**Exercise directions**:
Copy out the records below word for word, from the line containing "Expected: one point per instance of the gray" through the line containing "point(485, 197)".

(Object location annotation data)

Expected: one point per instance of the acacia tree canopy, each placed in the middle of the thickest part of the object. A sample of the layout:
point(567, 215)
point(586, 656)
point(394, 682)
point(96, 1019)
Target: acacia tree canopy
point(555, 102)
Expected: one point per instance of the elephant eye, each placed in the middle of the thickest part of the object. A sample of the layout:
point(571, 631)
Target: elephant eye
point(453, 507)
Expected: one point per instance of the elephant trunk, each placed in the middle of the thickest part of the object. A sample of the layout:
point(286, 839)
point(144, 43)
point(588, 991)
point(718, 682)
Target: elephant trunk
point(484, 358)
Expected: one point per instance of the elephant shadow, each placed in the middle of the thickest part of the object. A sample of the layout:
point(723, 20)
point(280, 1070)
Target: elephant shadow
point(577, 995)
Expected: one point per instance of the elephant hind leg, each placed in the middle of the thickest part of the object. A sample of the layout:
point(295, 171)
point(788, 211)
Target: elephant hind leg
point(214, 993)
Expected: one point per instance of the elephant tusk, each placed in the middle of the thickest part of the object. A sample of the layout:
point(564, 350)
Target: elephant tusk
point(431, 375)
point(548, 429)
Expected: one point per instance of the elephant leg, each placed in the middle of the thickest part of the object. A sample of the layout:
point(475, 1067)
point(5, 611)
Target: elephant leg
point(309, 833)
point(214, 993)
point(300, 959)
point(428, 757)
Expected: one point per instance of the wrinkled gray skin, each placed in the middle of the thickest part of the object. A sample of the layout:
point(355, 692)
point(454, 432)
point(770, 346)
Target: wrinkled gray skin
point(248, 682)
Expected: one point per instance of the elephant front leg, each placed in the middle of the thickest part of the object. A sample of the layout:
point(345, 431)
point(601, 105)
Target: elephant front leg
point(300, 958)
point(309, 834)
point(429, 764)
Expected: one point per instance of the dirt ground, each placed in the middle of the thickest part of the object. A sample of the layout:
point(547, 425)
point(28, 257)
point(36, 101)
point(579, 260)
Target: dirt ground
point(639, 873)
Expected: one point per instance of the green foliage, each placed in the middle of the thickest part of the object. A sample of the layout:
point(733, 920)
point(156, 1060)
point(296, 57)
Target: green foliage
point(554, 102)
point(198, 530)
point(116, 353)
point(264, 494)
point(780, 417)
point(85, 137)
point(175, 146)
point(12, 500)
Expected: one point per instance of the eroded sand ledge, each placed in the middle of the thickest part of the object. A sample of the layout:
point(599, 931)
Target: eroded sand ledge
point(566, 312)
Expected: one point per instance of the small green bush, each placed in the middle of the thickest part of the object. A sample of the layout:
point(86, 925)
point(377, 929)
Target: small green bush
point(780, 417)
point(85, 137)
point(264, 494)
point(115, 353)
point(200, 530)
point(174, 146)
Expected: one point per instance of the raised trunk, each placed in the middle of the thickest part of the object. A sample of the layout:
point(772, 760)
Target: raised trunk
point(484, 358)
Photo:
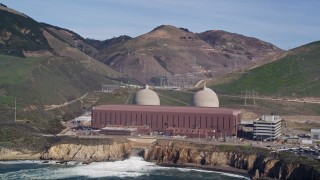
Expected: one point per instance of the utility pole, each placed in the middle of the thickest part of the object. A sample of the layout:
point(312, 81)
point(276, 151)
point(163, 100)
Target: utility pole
point(245, 99)
point(15, 109)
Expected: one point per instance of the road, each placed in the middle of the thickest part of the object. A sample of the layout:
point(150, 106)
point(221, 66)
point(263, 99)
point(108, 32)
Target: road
point(275, 99)
point(51, 107)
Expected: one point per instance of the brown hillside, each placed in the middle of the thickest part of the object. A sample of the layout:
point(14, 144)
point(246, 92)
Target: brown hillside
point(182, 56)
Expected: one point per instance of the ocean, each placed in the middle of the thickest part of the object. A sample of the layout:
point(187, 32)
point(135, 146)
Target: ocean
point(132, 168)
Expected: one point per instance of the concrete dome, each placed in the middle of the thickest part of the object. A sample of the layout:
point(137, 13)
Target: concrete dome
point(147, 97)
point(205, 98)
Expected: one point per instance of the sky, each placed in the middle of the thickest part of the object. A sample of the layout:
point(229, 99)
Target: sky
point(284, 23)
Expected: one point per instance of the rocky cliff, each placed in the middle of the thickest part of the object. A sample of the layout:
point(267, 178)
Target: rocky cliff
point(67, 152)
point(257, 165)
point(242, 159)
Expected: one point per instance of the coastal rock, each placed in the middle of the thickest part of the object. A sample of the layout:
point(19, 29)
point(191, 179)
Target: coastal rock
point(67, 152)
point(8, 154)
point(258, 166)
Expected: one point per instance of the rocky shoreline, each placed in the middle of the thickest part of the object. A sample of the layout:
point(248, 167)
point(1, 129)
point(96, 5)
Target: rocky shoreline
point(230, 170)
point(175, 154)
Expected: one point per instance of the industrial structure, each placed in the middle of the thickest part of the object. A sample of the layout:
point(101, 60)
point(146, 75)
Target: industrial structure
point(315, 134)
point(204, 120)
point(268, 127)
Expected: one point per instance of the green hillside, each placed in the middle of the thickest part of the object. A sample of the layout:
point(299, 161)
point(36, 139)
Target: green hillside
point(296, 74)
point(37, 83)
point(19, 32)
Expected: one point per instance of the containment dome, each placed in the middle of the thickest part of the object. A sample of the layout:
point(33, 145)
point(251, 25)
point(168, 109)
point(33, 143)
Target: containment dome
point(205, 98)
point(147, 97)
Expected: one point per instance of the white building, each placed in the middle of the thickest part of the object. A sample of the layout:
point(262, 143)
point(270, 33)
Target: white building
point(268, 127)
point(315, 134)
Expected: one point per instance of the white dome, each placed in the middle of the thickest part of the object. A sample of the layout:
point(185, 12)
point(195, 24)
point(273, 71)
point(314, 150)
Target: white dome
point(205, 98)
point(147, 97)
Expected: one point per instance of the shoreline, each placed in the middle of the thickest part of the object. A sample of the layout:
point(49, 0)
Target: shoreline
point(223, 169)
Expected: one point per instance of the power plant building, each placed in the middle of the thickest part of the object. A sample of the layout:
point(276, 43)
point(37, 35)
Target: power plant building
point(204, 120)
point(267, 128)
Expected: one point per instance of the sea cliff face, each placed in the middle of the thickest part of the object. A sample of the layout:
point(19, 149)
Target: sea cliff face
point(75, 152)
point(259, 166)
point(165, 152)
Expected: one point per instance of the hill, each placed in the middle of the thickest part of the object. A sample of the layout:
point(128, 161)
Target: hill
point(295, 74)
point(289, 85)
point(19, 33)
point(172, 54)
point(44, 66)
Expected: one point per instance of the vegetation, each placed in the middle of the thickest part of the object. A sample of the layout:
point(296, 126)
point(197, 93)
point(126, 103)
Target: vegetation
point(18, 33)
point(294, 75)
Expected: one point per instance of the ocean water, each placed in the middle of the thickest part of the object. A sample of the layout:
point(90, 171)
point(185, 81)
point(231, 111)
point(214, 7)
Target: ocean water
point(132, 168)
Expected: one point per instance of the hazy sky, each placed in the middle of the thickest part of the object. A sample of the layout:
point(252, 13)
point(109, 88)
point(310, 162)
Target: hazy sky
point(285, 23)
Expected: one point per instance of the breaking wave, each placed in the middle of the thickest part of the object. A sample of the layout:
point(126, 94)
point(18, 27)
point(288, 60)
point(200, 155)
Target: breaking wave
point(134, 167)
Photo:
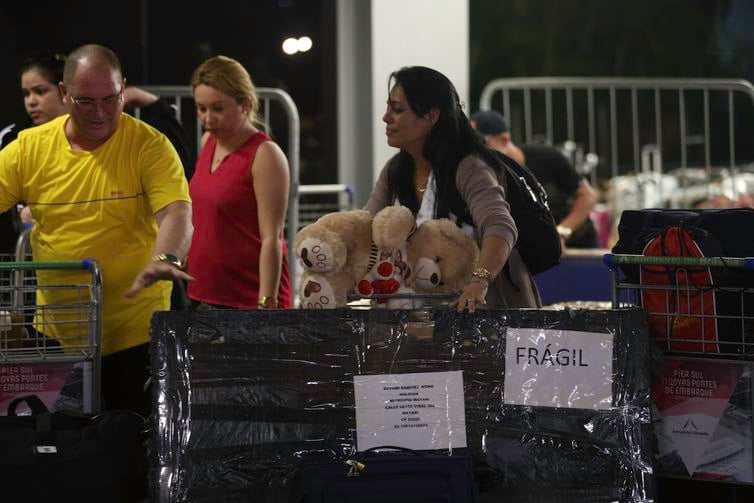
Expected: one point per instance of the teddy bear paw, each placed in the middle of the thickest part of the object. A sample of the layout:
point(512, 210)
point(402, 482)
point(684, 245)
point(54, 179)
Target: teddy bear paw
point(317, 255)
point(317, 293)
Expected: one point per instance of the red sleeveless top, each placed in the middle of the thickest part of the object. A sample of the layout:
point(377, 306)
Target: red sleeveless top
point(224, 253)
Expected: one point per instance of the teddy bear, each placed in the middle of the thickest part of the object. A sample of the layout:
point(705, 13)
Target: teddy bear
point(350, 251)
point(442, 257)
point(341, 249)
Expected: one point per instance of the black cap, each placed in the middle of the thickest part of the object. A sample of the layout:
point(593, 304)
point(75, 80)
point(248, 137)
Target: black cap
point(489, 122)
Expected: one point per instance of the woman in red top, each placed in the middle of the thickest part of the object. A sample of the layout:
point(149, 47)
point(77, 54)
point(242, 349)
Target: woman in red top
point(239, 193)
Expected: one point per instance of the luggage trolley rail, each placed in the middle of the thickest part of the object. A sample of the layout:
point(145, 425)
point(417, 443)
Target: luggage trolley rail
point(686, 302)
point(55, 344)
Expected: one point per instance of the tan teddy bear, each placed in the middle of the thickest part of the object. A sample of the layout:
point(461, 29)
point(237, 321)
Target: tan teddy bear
point(442, 257)
point(340, 249)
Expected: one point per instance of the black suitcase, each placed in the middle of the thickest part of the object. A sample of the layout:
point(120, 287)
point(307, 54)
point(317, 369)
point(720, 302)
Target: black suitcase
point(398, 476)
point(67, 457)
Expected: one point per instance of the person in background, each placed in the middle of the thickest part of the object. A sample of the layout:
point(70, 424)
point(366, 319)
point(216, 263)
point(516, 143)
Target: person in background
point(444, 169)
point(104, 185)
point(240, 193)
point(39, 75)
point(571, 197)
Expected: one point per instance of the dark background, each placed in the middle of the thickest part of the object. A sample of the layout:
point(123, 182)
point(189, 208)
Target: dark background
point(161, 42)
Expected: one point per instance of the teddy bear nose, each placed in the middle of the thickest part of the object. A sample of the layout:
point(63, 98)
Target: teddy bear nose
point(305, 257)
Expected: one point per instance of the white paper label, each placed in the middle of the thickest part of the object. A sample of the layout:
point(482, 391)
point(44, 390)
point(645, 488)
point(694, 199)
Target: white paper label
point(558, 368)
point(417, 411)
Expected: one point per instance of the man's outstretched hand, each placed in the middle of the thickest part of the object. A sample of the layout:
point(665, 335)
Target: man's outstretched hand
point(154, 272)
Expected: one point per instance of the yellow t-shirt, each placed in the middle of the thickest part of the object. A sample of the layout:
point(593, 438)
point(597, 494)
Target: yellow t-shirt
point(99, 205)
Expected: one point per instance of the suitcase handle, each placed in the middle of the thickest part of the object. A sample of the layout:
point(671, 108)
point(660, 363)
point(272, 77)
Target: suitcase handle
point(373, 450)
point(36, 405)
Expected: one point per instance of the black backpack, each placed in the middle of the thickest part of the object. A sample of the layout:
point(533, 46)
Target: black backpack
point(538, 239)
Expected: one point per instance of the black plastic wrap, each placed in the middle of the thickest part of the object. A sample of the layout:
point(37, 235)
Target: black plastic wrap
point(243, 398)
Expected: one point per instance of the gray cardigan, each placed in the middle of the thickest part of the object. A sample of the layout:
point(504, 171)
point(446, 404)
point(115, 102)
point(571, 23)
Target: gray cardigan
point(485, 197)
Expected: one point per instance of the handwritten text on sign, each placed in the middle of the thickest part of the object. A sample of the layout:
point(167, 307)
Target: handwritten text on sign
point(558, 368)
point(417, 411)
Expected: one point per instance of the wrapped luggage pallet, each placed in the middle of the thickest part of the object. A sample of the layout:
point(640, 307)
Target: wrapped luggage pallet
point(246, 400)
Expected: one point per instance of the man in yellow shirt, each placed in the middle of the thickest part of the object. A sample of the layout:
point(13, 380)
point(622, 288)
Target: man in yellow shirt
point(104, 185)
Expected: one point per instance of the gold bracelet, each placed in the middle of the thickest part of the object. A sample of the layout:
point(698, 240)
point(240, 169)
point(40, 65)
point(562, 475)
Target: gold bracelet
point(482, 273)
point(265, 302)
point(565, 232)
point(168, 259)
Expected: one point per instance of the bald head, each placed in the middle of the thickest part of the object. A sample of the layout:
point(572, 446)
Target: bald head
point(91, 56)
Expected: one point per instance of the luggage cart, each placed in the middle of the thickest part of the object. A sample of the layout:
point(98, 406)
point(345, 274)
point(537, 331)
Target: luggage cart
point(48, 349)
point(703, 392)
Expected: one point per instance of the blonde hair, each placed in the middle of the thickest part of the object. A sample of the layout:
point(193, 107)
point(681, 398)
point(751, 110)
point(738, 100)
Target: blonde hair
point(229, 77)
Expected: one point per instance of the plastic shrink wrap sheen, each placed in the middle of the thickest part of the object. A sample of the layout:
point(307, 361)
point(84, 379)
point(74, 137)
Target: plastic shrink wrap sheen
point(244, 398)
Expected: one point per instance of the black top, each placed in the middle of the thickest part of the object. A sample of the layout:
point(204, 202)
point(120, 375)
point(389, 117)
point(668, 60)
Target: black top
point(560, 181)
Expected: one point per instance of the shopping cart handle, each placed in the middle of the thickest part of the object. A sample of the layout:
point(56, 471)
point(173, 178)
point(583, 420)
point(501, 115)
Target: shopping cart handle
point(78, 265)
point(611, 260)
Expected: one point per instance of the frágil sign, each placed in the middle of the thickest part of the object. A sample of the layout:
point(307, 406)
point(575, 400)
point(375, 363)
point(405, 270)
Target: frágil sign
point(558, 368)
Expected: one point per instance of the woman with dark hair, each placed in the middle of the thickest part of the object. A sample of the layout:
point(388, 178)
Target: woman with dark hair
point(43, 102)
point(444, 170)
point(39, 75)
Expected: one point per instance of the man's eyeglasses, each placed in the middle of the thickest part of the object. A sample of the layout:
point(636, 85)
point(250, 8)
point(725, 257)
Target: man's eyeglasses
point(108, 102)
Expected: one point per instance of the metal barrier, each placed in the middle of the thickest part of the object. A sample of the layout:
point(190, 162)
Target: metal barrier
point(597, 110)
point(178, 95)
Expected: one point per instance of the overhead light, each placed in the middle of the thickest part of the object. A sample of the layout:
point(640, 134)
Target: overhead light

**Task response**:
Expected: one point per instance of the gray cardigan, each placed in the middle of the thickest part of the object. A sample of the layout:
point(504, 171)
point(446, 404)
point(115, 102)
point(571, 23)
Target: gray cardigan
point(485, 197)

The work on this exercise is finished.